TEXTABSCHNITT:
++++++

Die Pläne von Bundesgesundheitsministerin Nina Warken (CDU) zur Pflegereform stoßen beim BSW Mecklenburg-Vorpommern auf scharfe Kritik. „Die Pflegereform ist ein unsozialer Kahlschlag“, erklärte der Landesvorsitzende Peter Schabbel.
Ministerpräsidentin Manuela Schwesig (SPD) müsse ihr öffentlich eine Absage erteilen und am Ende im Bundesrat ihr Veto einlegen. Die Pflegereform mit der geplanten Kürzung von Leistungen und höheren Eigenanteilen im Heim treffe MV besonders hart, weil die Menschen nur wenige Rücklagen hätten, so Schabbel.
Was Warken plant
Warken hat einen Entwurf mit Ausgabenbremsen und zusätzlichen Einnahmen vorgelegt, um Milliarden-Lücken zu decken und allgemeine Beitragserhöhungen zu vermeiden. Für Heimbewohner sollen bei Entlastungszuschlägen, die mit der Aufenthaltsdauer steigen, zeitliche Verschiebungen greifen. Der Pflegebeitrag für Kinderlose soll auf 4,3 Prozent steigen. Bei der kostenlosen Mitversicherung von Ehepartnern sollen Einschränkungen kommen. Voraussetzungen für die Einstufung in einen Pflegegrad sollen tendenziell angehoben werden. Geplant sind auch Kürzungen bei Rentenbeitragszahlungen für pflegende Angehörige.

++++++

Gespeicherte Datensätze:
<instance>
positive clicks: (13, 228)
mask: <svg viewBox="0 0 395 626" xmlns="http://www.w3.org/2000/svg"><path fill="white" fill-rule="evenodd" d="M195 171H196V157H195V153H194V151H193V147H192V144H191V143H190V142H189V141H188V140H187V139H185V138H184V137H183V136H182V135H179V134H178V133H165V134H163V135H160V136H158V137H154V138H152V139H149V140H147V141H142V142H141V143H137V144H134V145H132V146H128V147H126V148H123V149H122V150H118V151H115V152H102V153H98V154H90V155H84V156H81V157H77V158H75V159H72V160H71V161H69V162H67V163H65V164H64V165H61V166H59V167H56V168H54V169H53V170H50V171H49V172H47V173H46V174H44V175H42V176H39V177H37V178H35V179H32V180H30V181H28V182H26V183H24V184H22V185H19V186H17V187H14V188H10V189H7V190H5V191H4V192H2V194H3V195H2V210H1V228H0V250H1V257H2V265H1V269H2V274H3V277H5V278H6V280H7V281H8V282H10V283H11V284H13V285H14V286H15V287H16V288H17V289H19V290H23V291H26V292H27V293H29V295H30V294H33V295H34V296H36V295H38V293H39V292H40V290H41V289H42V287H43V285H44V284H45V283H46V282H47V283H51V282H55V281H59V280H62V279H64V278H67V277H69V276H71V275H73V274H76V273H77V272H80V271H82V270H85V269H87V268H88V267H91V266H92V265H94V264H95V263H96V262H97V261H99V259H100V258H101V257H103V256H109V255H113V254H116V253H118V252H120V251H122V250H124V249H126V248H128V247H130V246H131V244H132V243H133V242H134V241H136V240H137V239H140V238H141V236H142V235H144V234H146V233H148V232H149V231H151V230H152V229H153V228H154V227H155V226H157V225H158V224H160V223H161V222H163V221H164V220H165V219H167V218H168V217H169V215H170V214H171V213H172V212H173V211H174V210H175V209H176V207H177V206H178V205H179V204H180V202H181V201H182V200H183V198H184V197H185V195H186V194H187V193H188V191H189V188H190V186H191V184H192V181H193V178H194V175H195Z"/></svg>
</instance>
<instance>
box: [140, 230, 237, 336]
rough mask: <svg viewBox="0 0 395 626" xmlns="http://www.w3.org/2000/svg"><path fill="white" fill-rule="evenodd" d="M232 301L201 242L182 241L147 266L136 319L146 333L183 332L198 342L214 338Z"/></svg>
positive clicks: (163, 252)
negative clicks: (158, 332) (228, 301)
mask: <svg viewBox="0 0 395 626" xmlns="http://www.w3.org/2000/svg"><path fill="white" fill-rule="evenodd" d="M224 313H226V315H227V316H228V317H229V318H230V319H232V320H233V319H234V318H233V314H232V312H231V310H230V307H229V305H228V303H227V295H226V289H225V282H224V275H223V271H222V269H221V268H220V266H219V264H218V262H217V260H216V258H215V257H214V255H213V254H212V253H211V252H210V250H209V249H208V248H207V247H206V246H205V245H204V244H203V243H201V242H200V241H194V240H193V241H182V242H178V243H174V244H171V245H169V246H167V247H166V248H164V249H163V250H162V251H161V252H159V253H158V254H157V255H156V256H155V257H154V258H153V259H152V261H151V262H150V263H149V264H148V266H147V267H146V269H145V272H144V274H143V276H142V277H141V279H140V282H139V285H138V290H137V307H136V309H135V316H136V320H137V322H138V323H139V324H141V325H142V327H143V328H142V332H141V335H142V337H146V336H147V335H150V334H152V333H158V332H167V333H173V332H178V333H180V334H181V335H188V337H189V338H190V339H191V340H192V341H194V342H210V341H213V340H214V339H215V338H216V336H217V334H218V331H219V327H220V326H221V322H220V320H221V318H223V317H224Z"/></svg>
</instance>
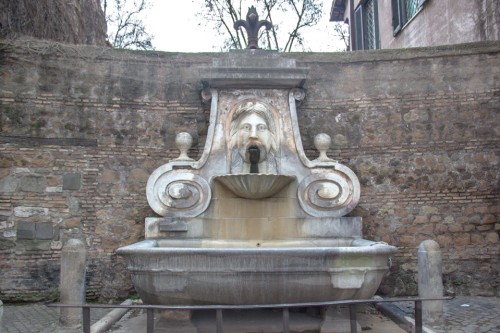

++++++

DIE AUFGABE: Schreibe aus dem Text zur Pflegereform die Stelle wörtlich ab, die bei „Was Warken plant“ beginnt und bei „für pflegende Angehörige.“ endet. Maßgeblich ist hier allein der Text.

ANTWORT:
Was Warken plant
Warken hat einen Entwurf mit Ausgabenbremsen und zusätzlichen Einnahmen vorgelegt, um Milliarden-Lücken zu decken und allgemeine Beitragserhöhungen zu vermeiden. Für Heimbewohner sollen bei Entlastungszuschlägen, die mit der Aufenthaltsdauer steigen, zeitliche Verschiebungen greifen. Der Pflegebeitrag für Kinderlose soll auf 4,3 Prozent steigen. Bei der kostenlosen Mitversicherung von Ehepartnern sollen Einschränkungen kommen. Voraussetzungen für die Einstufung in einen Pflegegrad sollen tendenziell angehoben werden. Geplant sind auch Kürzungen bei Rentenbeitragszahlungen für pflegende Angehörige.